◆ Your goal ◆
Change "ornate" to "decorative" in the data and repeat it with everything else the same. Leave out the pictures.

◆ Given information ◆
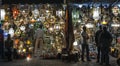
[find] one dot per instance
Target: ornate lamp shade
(11, 32)
(15, 12)
(115, 10)
(96, 13)
(2, 14)
(22, 28)
(35, 13)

◆ Written solution ◆
[find] one dot per instance
Target: decorative lamp shade
(11, 32)
(15, 12)
(115, 10)
(96, 13)
(2, 14)
(22, 28)
(35, 13)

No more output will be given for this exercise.